### PASSAGE SHOWN

Part 8 - Live-action Short Films
Part 9 - Animated Short Films

Part 10:
Toni Erdmann
1 Nomination
  • Foreign Language Film: Germany (The White Ribbon, The Baader Meinhof Complex, The Lives of Others, Sophie Scholl: the Final Days, Downfall, Nowhere in Africa, Beyond Silence, Schtonk!, The Nasty Girl)
Director: Maren Ade
Cast: Sandra Hüller, Peter Simonischek, Thomas Loibl, Michael Wittenborn, Trystan Pütter, Lucy Russell, Ingrid Bisu, Hadewych Minis, Victoria Cocias

This is going to win the Foreign Language Oscar, and it should. The trailer for Toni Erdmann is a little confusing, and I have to admit that I wasn't really sure what I was getting into when I arrived to see it. The trailer has quotations that say things like it is "pure cinema" and is going to"save the movies" and things like that. But Toni Erdmann is a comedy. And – much more importantly – it is very, very funny. My companion and I laughed out loud many times throughout the movie. The plot is this: a hard-working career-driven woman living in Bucharest is visited by her father. She is trying to focus on her job; he decides she needs to loosen up and so he starts to disrupt her life in various ways. The chief technique for disruption is the invention of a persona – Toni Erdmann – that he introduces to her friends and colleagues as a consultant and coach. Of course people start inviting him to things. This is a hilarious comedy, but it is also about life–work balance, the soullessness of capitalism, and it is also very much about how capital functions in EU countries like Romania. And Toni Erdmann balances its political critique very nicely with its sympathy for its central, soulless characters. An English-language remake has already been announced, with Jack Nicholson and Kristen Wiig in the lead roles. There's no way it will be as good as the original. Go see this one. (Oh one last thing: the image above is from an extended sequence in which the main character sings Whitney Houston's "The Greatest Love of All" to a living room full of complete strangers. As my friend Walter Kmiec pointed out years ago, there is no song that better represents the explosion of global capitalism: You learned that the greatest love of all was learning to love yourself? Yes. Of course you did.)
Will Win: Foreign Language Film
Could Win: N/A
My Rating: #14 out of 94

The Salesman (فروشنده)
1 Nomination
  • Foreign Language Film: Iran (A Separation, Children of Heaven)

### GIVEN TASK 1
Output the rows as a numbered list, from the start of the rows through the line containing "x=853 y=1092", with blank lines left out. Omit the pictures.
The review and the rows have no connection to each other.

### MATERIALS PROVIDED
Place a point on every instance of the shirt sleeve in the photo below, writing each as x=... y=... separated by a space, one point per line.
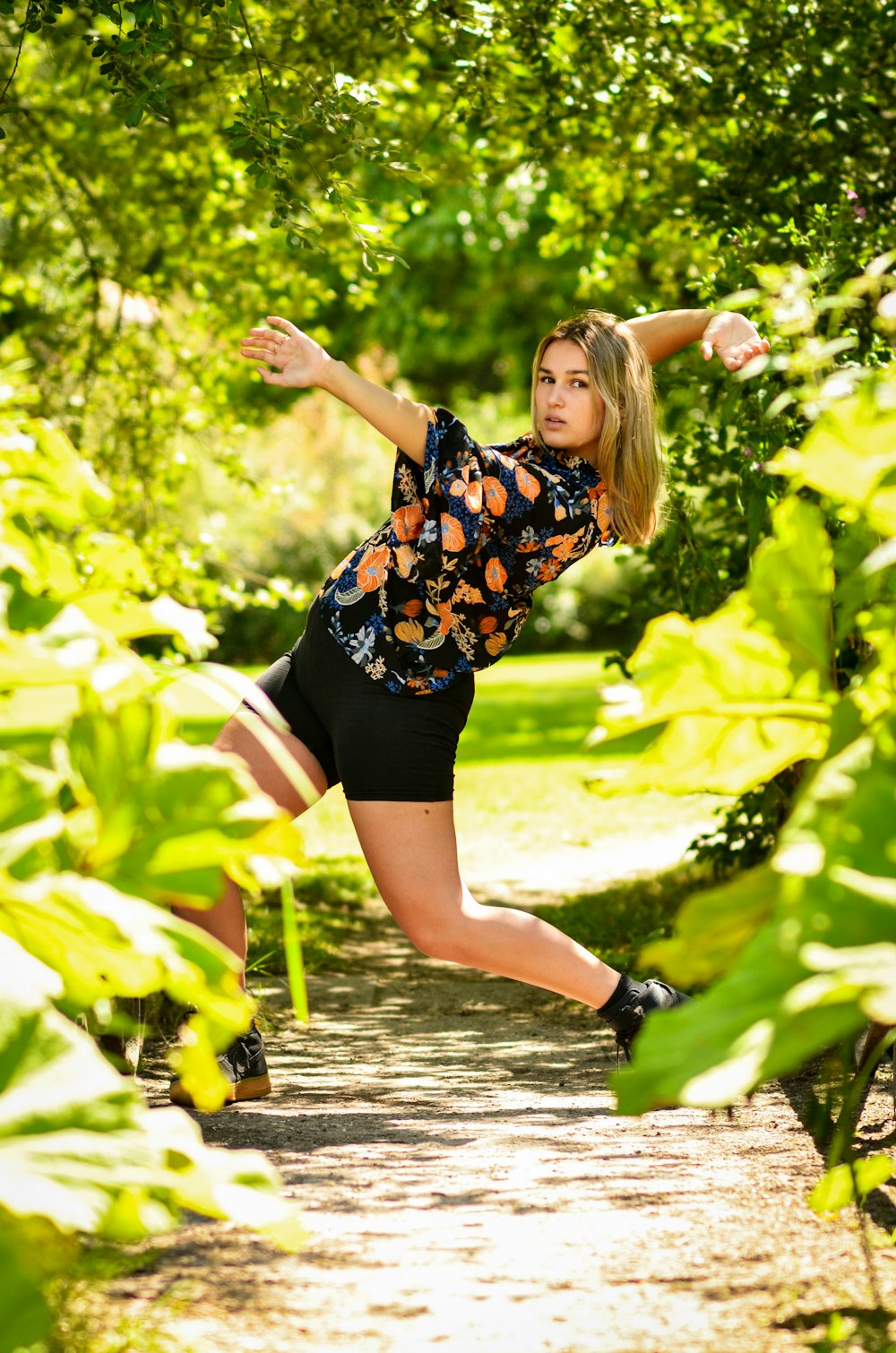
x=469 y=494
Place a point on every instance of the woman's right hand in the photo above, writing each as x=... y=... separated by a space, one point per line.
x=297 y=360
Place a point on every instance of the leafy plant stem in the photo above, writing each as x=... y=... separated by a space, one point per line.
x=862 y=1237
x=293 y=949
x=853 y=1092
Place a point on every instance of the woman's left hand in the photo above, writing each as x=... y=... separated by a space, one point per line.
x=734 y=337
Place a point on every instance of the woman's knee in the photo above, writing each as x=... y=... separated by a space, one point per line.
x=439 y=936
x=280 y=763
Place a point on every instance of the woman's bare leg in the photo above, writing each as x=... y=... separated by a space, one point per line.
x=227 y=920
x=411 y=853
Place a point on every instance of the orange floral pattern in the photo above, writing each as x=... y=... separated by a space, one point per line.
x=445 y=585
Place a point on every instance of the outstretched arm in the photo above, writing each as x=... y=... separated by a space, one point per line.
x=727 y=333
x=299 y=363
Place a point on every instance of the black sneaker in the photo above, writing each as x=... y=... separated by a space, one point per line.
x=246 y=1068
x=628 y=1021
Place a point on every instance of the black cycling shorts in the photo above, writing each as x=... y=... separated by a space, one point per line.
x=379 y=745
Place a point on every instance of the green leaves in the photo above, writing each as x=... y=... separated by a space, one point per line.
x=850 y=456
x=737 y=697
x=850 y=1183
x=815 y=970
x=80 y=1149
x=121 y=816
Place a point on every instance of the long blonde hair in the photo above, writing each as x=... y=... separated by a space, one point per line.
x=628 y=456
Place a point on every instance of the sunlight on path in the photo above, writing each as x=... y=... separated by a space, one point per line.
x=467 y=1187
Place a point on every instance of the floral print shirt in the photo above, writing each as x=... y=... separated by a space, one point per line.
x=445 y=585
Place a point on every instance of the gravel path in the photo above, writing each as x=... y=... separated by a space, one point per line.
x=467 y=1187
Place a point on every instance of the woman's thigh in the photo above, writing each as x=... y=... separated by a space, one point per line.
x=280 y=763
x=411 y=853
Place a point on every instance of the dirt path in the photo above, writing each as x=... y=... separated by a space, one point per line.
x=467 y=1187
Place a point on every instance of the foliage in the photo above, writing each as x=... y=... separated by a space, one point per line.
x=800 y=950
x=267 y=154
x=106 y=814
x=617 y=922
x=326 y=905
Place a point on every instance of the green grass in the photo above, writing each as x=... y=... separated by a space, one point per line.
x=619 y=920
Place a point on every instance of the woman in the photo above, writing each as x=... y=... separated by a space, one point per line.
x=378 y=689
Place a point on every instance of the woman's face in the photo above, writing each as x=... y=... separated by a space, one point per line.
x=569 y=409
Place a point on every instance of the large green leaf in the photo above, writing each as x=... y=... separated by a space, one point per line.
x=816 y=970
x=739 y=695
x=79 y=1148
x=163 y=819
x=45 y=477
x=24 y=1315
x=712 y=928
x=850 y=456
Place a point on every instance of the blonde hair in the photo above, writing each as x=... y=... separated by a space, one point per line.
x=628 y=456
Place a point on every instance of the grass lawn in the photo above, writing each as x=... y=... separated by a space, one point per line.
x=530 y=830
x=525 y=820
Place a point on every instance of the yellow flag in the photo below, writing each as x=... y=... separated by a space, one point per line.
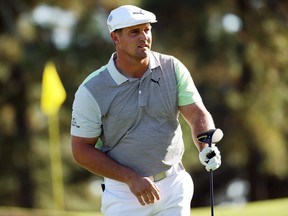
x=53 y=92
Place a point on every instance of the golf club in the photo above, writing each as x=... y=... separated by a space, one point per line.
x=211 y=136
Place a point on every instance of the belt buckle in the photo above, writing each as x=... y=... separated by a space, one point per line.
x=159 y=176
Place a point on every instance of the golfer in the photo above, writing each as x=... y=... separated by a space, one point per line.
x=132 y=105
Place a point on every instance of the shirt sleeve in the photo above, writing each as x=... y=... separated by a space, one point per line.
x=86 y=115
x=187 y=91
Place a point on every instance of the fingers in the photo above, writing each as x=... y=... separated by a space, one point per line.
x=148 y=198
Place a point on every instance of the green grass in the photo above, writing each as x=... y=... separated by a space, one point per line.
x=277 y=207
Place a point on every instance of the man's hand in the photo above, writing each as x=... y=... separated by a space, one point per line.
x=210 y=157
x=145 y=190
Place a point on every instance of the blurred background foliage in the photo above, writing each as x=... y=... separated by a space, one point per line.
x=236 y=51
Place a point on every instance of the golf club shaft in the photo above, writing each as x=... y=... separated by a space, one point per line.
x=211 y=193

### GIVEN TASK 2
Answer these about the Toni Erdmann review:
(a) Who directed Toni Erdmann?
(b) In what city does the career-driven woman live?
(c) Which actors are announced for the English-language remake?

### EXERCISE ANSWER 1
1. Place a point on every instance of the shirt sleeve in the photo below, writing each as x=... y=... separated by a space, one point per line.
2. x=469 y=494
3. Place a point on every instance of the woman's right hand in the photo above, writing each as x=... y=... separated by a space, one point per line.
4. x=297 y=360
5. Place a point on every instance of the leafy plant stem in the photo above, writing each as x=... y=... separated by a space, one point per line.
6. x=862 y=1237
7. x=293 y=949
8. x=853 y=1092

### EXERCISE ANSWER 2
(a) Maren Ade
(b) Bucharest
(c) Jack Nicholson and Kristen Wiig